◆ EXERCISE MATERIAL:
★ ★ ★ ★ ★
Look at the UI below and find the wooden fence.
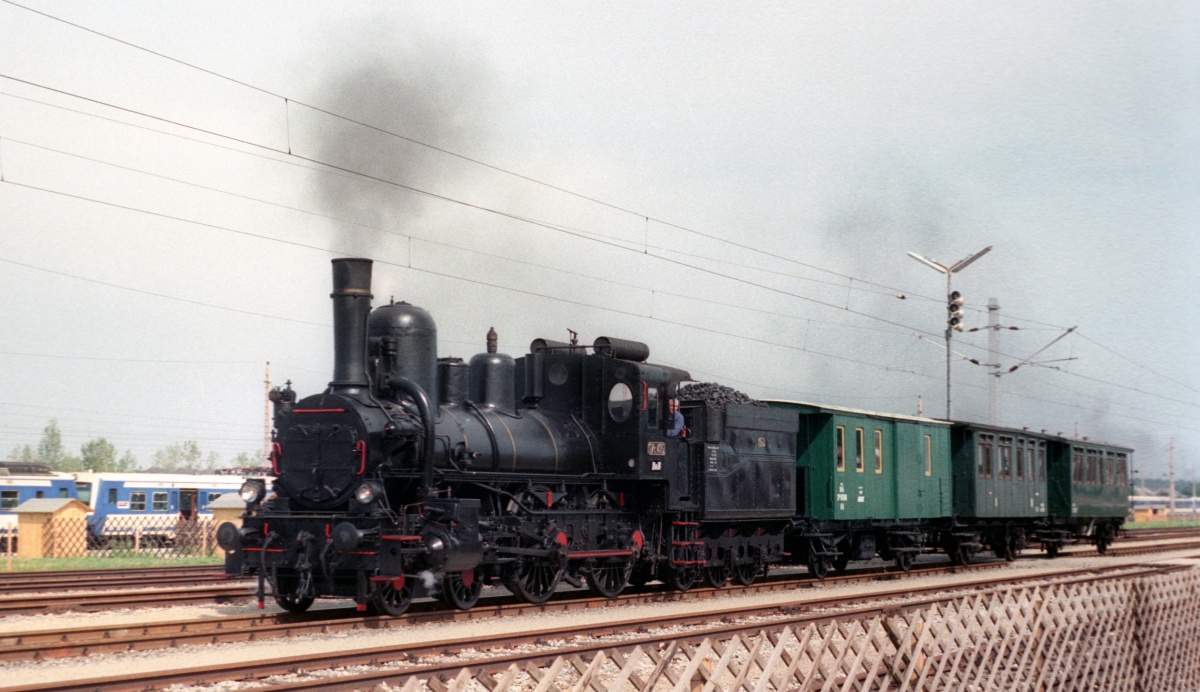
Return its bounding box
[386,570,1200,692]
★ ★ ★ ★ ★
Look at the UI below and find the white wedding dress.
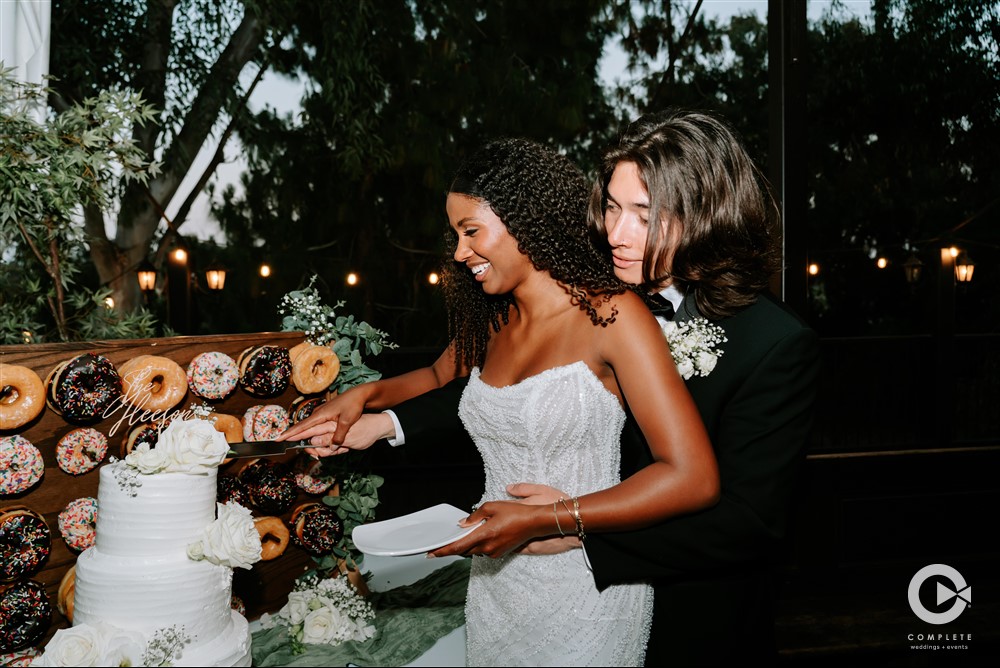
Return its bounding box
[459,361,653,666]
★ ★ ★ ★ ★
◆ CHALLENGE: Please quote the items from the line with "Look at the UI below and find the white" up to and including the line with "[459,361,653,666]", leaving the pictures out.

◆ WRITTEN REPLY:
Look at the UI below and find the white wedding dress.
Return its bounding box
[459,361,653,666]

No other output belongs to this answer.